- YOUR GOAL -
Your task is to repeat all of the material exactly.

- DATASET ENTRIES -
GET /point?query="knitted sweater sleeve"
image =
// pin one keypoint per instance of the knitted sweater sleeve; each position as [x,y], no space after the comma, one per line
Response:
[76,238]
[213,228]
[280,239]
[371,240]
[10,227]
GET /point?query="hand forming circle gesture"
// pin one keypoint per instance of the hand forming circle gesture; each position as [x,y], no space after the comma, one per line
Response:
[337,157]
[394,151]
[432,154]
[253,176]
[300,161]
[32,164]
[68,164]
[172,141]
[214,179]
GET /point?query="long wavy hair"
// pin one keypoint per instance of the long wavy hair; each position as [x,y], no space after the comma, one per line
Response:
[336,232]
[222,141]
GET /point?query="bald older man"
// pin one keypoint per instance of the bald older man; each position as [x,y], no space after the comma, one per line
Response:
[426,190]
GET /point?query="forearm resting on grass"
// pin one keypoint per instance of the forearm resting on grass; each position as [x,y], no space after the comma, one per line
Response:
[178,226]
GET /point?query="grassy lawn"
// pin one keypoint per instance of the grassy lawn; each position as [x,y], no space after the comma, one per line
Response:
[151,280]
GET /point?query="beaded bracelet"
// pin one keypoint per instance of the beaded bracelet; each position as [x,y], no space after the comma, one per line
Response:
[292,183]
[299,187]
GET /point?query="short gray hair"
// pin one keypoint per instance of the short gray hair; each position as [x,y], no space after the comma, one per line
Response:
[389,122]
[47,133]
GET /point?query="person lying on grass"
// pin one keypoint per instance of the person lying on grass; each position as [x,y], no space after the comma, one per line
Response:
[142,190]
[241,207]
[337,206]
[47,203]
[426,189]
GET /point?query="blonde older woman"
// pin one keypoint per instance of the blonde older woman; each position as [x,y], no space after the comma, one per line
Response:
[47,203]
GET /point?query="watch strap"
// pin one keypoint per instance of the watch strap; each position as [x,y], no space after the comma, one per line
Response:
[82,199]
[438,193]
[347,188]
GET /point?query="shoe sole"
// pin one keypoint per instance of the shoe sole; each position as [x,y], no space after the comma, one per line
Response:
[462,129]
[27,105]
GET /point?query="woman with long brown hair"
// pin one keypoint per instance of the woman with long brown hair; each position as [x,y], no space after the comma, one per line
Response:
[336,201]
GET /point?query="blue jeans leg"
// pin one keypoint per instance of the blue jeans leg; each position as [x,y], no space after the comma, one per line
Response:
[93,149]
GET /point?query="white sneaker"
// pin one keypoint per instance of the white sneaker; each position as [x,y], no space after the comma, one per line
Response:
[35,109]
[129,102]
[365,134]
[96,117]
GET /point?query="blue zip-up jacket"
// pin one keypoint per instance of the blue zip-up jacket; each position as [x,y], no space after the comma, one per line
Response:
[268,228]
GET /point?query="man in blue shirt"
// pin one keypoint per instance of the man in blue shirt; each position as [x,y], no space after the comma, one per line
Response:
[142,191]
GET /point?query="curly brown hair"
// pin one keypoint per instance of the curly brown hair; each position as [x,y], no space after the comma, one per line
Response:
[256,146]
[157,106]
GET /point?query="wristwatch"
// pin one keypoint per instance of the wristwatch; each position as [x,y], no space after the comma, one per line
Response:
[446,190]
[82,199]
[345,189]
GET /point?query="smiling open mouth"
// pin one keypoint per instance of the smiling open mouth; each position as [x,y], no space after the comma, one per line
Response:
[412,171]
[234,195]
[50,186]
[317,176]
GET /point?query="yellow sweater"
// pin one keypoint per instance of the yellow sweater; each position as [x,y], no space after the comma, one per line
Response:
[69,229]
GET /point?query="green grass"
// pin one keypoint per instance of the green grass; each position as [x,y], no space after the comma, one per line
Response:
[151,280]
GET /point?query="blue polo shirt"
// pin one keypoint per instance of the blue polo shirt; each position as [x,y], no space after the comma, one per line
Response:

- WRITTEN ANSWER -
GET /point?query="knitted sweater sleeve"
image =
// pin one keypoint per instance of the knitted sweater sleeve; each position as [x,y], no space after the comma, one per line
Response:
[76,238]
[213,228]
[280,239]
[371,240]
[10,227]
GET /point?query="hand forming circle gesture"
// pin one keypoint per instance of the hand forming circle gesture; each position as [x,y], no space after the comma, one per line
Response:
[337,157]
[394,151]
[432,154]
[253,176]
[300,161]
[32,164]
[68,164]
[172,141]
[214,179]
GET /point?query="long wavy hair"
// pin one keypoint per instance of the long wavy hair; each position as [x,y], no space after the comma, one per line
Response:
[336,232]
[222,141]
GET /point?query="bald older man"
// pin one keypoint per instance of the bald older man; each position as [x,y], no space after the comma, one per line
Response:
[426,190]
GET /point?query="forearm resting on grass"
// pin one keypoint per instance of the forearm resting on grass; each position as [x,y], no space after the comma, one per line
Response:
[178,226]
GET /point?query="grassy lawn"
// pin one keypoint per instance of the grassy lawn; each position as [x,y], no space after the comma, one per line
Response:
[151,280]
GET /point?query="beaded bracelet"
// pin one keypoint per instance of the beaded bracelet; each position as [x,y], no space after the comma, one per line
Response:
[292,183]
[299,187]
GET /point?query="short gray hair"
// pin one keypoint per instance of the short gray hair; each position as [x,y], no space after the comma, one per line
Response:
[389,122]
[47,133]
GET /point?query="person lying on grass"
// pin one keypoint per instance of the person lying on grass; each position as [x,y], no space after the comma, one per line
Response:
[142,190]
[241,207]
[337,206]
[47,203]
[426,189]
GET /point?query="blonde older woman"
// pin one keypoint per instance of the blonde older woman; each position as [x,y], no space after the comma, one per line
Response:
[47,203]
GET /point?query="watch strap"
// pin one keypoint per instance of the watch strap; each position as [x,y], no space after the comma, one per line
Response:
[82,199]
[438,193]
[347,188]
GET /point?query="shoe sole"
// pin one keypoint per instance of the shoe sole; each position as [x,y], no space after the comma, one per line
Response:
[462,129]
[27,105]
GET /point?query="woman with long brown hair"
// pin one keypoint per instance of the woman with long brown hair; each position as [x,y], no space after the comma, one per line
Response:
[336,201]
GET /point?query="blue jeans leg"
// pin one keypoint per instance of the blue jeans leg; each position as [x,y], no space after the comma, one per line
Response:
[93,149]
GET /point?query="white sneaker"
// pin one keypoint per instance of the white sneaker; each position as [x,y], no space after the comma, one per line
Response:
[35,109]
[129,102]
[365,134]
[96,117]
GET /point?query="blue zip-up jacket"
// pin one keypoint per instance of the blue zip-up jacket; each position as [x,y], no space after the comma, one per line
Response:
[268,228]
GET /point?query="man in blue shirt"
// pin one keypoint per instance of the man in blue shirt; each position as [x,y], no space after the comma, one per line
Response:
[142,191]
GET /point?query="curly brown hair"
// pin one keypoint per instance of the curly brown hair; each position as [x,y], no space after the comma, one per line
Response:
[256,146]
[157,106]
GET /point?query="wristwatch"
// pin one keypoint per instance of the wristwatch; each position as [x,y], no space after the comma, one per line
Response:
[446,190]
[82,199]
[345,189]
GET /point?query="smiling open mouth"
// pin one keypoint per instance of the smiling open mouth; each position as [x,y], no space after the comma, one per line
Response:
[412,171]
[234,195]
[50,186]
[317,176]
GET /point?query="yellow sweater"
// pin one keypoint per instance of the yellow sweater; each position as [x,y], no space after the comma, one per line
Response:
[69,229]
GET /point?query="green grass"
// pin one keypoint per instance of the green grass; each position as [x,y], no space after the comma, one per line
Response:
[151,280]
GET /point?query="blue polo shirt"
// pin one keypoint per instance of the blue polo shirt; each position as [x,y], no space after the comma, one per line
Response:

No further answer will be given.